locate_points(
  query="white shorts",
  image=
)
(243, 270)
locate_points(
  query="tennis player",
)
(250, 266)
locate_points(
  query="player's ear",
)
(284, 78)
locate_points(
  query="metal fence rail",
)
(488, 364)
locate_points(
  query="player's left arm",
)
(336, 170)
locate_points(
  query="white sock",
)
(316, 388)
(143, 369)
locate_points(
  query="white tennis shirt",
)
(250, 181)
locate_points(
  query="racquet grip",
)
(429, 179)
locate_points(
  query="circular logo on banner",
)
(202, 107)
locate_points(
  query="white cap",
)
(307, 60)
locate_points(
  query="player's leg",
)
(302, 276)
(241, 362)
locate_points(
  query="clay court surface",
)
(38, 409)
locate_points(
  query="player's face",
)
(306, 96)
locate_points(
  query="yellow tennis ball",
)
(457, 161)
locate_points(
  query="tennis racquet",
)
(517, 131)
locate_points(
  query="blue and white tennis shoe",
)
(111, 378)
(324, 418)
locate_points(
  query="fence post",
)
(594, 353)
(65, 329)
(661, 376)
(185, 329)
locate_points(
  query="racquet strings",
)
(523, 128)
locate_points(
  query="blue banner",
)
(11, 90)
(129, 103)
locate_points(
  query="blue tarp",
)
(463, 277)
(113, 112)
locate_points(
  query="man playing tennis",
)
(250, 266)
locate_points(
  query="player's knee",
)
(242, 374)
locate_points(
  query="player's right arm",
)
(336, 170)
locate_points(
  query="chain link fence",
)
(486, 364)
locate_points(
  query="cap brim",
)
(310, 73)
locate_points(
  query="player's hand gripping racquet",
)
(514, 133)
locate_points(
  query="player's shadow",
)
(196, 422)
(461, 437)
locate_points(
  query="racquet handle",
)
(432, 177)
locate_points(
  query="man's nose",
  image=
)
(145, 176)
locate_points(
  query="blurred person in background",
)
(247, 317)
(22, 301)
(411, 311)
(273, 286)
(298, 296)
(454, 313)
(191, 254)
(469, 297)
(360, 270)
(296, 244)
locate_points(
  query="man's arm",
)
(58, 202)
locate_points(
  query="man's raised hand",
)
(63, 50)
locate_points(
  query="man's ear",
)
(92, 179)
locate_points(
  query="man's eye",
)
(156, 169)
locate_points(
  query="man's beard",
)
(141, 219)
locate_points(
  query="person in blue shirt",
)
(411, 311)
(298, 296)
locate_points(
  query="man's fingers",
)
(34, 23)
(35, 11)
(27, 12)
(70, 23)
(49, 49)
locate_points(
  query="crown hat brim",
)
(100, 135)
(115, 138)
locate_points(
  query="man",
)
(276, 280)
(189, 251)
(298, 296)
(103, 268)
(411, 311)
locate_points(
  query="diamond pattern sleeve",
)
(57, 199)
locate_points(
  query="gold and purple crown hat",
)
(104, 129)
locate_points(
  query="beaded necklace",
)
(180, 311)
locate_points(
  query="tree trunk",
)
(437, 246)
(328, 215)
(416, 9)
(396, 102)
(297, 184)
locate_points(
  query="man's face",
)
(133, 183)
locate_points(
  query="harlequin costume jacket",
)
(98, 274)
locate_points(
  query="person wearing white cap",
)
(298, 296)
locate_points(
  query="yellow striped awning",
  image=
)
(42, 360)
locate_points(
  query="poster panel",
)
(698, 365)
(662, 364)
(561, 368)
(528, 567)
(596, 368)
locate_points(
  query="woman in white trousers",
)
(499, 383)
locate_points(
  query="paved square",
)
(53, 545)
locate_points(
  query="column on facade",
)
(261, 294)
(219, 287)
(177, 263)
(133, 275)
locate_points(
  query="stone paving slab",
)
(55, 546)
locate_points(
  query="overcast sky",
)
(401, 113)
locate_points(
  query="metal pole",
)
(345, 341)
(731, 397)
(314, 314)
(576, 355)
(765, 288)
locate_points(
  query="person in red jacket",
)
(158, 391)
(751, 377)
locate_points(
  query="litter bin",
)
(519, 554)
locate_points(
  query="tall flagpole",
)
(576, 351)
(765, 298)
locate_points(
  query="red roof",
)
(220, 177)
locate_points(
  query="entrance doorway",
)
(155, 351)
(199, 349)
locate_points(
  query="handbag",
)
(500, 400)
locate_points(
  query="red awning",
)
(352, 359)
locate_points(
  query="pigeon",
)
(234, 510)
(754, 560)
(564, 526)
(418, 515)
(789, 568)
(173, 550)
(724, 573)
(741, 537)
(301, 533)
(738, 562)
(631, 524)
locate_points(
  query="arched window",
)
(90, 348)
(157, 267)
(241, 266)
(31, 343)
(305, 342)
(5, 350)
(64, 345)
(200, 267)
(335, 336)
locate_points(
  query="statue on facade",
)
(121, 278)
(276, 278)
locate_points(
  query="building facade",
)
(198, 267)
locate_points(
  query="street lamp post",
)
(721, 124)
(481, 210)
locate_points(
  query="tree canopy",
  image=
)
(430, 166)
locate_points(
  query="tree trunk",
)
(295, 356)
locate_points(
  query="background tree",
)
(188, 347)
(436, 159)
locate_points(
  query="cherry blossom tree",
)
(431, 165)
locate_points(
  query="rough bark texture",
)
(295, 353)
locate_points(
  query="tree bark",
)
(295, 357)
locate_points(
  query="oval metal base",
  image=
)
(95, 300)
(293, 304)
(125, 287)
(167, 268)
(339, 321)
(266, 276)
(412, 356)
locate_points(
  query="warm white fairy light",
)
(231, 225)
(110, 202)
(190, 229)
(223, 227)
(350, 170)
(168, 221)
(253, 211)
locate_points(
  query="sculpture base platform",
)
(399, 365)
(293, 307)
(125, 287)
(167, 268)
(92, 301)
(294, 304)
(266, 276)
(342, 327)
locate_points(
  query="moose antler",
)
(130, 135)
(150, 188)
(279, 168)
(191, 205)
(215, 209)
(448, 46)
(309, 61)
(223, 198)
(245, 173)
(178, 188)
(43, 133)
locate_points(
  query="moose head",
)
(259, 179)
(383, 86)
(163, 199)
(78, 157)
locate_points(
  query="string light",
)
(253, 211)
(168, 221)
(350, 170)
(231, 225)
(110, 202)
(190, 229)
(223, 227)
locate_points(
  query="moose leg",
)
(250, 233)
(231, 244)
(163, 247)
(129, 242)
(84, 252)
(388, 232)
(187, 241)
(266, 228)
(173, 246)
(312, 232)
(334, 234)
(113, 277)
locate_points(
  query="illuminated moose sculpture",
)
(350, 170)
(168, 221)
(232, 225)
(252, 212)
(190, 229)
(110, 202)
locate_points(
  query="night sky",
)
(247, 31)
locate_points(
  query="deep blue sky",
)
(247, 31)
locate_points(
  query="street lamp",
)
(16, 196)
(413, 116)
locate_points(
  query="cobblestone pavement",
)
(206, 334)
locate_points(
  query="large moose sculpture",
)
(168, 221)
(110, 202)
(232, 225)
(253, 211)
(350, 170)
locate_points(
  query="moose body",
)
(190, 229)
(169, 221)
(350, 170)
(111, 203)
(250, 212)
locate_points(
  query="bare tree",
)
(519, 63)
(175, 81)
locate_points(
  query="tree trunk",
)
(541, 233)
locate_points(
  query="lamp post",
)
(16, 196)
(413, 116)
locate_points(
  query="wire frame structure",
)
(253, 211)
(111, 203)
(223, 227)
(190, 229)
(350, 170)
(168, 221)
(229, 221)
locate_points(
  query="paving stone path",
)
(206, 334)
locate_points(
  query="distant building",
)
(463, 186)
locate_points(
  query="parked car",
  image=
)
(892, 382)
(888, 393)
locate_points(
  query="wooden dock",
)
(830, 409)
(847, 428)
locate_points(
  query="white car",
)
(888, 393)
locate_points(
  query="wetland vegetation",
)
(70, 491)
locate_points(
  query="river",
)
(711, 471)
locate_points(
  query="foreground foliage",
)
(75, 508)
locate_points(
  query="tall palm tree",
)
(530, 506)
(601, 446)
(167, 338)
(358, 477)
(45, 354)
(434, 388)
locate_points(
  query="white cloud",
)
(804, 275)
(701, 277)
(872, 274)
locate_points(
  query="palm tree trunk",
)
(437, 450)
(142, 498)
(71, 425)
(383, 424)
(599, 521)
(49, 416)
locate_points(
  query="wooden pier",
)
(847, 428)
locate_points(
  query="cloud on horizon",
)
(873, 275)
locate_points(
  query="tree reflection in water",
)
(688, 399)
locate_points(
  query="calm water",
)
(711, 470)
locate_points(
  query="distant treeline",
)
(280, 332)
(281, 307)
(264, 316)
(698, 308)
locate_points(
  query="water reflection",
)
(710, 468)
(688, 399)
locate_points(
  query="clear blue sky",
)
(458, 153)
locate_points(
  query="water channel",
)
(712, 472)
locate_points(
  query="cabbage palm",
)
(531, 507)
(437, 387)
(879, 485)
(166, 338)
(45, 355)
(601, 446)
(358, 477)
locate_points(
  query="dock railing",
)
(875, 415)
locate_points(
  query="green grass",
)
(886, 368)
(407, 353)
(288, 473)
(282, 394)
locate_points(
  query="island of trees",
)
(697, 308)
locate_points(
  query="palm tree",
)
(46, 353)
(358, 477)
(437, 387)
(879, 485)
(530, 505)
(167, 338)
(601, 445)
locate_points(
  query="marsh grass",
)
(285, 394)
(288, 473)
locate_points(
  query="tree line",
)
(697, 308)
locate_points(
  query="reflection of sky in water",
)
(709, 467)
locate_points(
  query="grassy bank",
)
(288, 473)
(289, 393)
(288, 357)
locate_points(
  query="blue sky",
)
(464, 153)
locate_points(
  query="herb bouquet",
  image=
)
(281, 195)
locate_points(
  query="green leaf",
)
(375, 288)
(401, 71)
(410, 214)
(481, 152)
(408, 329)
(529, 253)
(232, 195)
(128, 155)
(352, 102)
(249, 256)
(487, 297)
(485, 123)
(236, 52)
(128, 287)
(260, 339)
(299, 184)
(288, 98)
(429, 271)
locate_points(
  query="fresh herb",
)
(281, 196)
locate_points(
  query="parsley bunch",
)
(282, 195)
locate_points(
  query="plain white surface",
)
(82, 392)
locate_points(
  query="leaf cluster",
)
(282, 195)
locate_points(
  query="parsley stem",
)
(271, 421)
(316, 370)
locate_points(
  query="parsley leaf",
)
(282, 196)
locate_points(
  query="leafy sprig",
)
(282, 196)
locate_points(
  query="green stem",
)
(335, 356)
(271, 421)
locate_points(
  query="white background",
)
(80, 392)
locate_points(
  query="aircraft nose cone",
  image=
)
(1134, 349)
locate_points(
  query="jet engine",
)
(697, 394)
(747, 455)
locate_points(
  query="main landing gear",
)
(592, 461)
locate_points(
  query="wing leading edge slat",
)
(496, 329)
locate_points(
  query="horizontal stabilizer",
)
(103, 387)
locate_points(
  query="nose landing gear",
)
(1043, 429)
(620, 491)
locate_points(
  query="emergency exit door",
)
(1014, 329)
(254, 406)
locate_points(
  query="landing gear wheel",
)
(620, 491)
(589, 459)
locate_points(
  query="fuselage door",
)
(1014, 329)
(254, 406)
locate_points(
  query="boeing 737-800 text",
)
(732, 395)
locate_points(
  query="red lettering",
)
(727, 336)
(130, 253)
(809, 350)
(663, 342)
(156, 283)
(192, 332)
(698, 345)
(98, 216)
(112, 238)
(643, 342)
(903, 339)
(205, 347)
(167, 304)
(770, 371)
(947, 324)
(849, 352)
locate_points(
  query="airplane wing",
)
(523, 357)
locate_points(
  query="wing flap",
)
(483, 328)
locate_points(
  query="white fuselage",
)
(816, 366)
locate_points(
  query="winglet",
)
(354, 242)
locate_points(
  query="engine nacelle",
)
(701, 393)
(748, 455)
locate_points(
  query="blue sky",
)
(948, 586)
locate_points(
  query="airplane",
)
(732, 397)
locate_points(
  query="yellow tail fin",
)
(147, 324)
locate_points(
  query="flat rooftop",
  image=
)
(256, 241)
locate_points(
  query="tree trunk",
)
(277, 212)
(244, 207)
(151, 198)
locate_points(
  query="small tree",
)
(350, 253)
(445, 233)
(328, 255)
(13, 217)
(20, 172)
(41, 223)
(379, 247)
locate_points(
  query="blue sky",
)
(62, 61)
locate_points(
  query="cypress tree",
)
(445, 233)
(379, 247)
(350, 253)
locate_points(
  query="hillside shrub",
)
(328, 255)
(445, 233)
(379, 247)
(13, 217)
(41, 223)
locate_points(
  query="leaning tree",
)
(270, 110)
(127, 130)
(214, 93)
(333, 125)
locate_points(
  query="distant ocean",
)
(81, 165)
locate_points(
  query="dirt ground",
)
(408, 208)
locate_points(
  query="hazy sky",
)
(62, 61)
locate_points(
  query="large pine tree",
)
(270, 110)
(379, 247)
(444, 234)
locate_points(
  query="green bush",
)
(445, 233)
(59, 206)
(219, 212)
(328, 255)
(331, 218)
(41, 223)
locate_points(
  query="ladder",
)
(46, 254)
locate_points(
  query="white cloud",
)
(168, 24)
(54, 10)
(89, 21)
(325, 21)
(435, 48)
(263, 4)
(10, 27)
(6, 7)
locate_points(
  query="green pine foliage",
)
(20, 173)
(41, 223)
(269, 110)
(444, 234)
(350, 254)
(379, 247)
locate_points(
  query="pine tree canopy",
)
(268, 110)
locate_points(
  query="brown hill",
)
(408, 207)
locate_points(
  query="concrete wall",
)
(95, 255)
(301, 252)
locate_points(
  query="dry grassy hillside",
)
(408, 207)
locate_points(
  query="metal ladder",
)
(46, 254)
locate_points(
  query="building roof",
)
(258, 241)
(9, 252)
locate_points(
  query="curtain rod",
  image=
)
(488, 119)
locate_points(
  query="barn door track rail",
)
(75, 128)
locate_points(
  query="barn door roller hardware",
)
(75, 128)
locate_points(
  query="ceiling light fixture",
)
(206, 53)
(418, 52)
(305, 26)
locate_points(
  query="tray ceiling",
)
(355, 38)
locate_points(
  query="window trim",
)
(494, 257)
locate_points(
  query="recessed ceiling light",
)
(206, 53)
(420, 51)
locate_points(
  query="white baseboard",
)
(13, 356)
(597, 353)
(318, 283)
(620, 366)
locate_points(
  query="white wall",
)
___
GIVEN PROBLEM
Find every line in the entries above that contains the word "wooden", and copy each of those lines.

EXERCISE SOLUTION
  query="wooden dock",
  query="wooden pier",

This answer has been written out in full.